[Stored items]
☆ ☆ ☆

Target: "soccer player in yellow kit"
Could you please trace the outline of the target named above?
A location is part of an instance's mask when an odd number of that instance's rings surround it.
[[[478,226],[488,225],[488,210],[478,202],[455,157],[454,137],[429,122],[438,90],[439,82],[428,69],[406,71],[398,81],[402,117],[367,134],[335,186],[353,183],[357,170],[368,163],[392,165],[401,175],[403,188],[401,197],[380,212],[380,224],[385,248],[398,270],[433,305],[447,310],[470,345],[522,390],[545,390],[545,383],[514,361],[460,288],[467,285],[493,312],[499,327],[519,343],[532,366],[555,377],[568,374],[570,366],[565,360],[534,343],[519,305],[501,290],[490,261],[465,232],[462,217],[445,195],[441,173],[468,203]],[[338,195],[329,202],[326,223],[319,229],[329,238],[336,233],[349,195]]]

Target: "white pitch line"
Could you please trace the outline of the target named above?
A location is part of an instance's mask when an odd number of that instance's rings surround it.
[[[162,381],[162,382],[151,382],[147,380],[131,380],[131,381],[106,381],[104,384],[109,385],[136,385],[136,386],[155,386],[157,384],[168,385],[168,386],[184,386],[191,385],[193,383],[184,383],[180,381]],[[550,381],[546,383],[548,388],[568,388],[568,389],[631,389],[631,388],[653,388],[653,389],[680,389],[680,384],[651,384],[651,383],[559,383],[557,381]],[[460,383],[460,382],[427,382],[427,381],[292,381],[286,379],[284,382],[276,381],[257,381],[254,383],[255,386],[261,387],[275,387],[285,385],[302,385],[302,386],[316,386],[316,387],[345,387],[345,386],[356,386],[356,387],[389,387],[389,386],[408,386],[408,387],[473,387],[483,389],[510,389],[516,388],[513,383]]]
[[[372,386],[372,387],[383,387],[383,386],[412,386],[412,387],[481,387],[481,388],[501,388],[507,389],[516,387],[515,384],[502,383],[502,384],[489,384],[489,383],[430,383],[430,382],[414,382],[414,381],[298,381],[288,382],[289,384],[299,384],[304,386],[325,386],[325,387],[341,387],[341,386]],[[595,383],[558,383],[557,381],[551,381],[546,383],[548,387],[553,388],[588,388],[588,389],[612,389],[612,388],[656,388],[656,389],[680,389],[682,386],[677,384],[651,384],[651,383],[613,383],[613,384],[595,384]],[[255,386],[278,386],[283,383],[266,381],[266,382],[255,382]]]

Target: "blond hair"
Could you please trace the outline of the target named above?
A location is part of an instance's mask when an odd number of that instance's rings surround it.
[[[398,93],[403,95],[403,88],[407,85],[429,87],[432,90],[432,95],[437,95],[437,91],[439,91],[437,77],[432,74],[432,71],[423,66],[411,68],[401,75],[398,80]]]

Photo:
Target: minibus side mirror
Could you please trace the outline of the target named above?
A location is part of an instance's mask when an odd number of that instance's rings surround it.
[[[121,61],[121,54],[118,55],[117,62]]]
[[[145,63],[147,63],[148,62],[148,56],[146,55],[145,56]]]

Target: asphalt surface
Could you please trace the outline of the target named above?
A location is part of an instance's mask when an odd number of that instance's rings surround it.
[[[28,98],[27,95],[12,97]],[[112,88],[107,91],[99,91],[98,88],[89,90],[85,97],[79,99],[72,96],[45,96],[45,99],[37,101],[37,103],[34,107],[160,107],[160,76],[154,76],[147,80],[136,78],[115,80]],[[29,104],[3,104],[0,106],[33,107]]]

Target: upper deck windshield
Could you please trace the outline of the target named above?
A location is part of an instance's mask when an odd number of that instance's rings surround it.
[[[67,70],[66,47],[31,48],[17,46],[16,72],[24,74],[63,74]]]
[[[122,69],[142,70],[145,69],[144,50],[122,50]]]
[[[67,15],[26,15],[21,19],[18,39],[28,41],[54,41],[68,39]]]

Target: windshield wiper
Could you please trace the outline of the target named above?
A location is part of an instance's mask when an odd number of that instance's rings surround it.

☆ ☆ ☆

### Work instruction
What lines in the data above contain the word "windshield"? Show them all.

### Reply
Target: upper deck windshield
Target: windshield wiper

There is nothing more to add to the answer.